__The problem__. Rewrite the lines below with every "detect" changed to "locate" and nothing else altered, leaving out the pictures.

__Data for the task__.
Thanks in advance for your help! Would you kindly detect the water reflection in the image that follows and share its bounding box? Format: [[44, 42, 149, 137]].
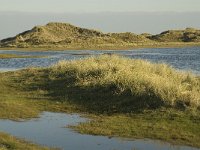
[[0, 47, 200, 74], [0, 112, 197, 150]]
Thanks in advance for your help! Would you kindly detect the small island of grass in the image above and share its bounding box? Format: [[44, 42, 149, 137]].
[[0, 55, 200, 147]]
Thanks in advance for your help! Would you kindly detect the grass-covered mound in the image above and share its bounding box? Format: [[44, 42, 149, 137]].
[[0, 133, 49, 150], [47, 56, 200, 112], [0, 55, 200, 147]]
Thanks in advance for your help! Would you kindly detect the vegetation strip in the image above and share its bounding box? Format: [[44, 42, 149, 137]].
[[0, 56, 200, 147], [0, 22, 200, 50]]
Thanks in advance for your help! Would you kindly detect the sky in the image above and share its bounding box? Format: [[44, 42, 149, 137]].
[[0, 0, 200, 12], [0, 0, 200, 39]]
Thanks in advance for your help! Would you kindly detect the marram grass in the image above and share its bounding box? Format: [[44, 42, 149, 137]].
[[0, 55, 200, 149], [48, 56, 200, 111]]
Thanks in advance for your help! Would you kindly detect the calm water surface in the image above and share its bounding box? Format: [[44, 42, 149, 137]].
[[0, 112, 198, 150], [0, 47, 200, 74]]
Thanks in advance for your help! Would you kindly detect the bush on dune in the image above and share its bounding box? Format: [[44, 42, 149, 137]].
[[48, 56, 200, 111]]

__Output of the task__.
Thanks in advance for your help! Would you kindly locate the water reflection in the image that follows and share its bounding box? Format: [[44, 42, 149, 137]].
[[0, 47, 200, 74], [0, 112, 197, 150]]
Thanks in advance for your help! Would you kindly locate the small island of grass in the image above and share its bounding box? Format: [[44, 42, 149, 137]].
[[0, 55, 200, 147]]
Thanks in advance for your help! Would you kindly locate the grass-covered mound in the image above and share its bounding box? Format: [[44, 42, 149, 137]].
[[0, 133, 49, 150], [47, 56, 200, 112], [0, 55, 200, 147]]
Thanks in advance for your help! Would you kindly locate the vegetation strip in the image above and share its bounding box? Format: [[44, 42, 149, 137]].
[[0, 56, 200, 147], [0, 22, 200, 50]]
Thanks in advance for your help! Would you kindly locate the sky in the image above and share its bounding box? Format: [[44, 42, 149, 137]].
[[0, 0, 200, 12], [0, 0, 200, 39]]
Thanks in advance for your help! Would you kindly locate the marram grass in the image above and share its bounding box? Format: [[44, 42, 149, 137]].
[[0, 55, 200, 149], [48, 56, 200, 111]]
Thanks in advance for your help! Would you kindly locate the calm water surface in the image above and share its bounding box? Format: [[44, 42, 149, 137]].
[[0, 112, 198, 150], [0, 47, 200, 74]]
Thanks in advance for your help! Would you kindly locate the bush on dune in the image above and share its bounding box? Format: [[44, 42, 149, 137]].
[[48, 56, 200, 111]]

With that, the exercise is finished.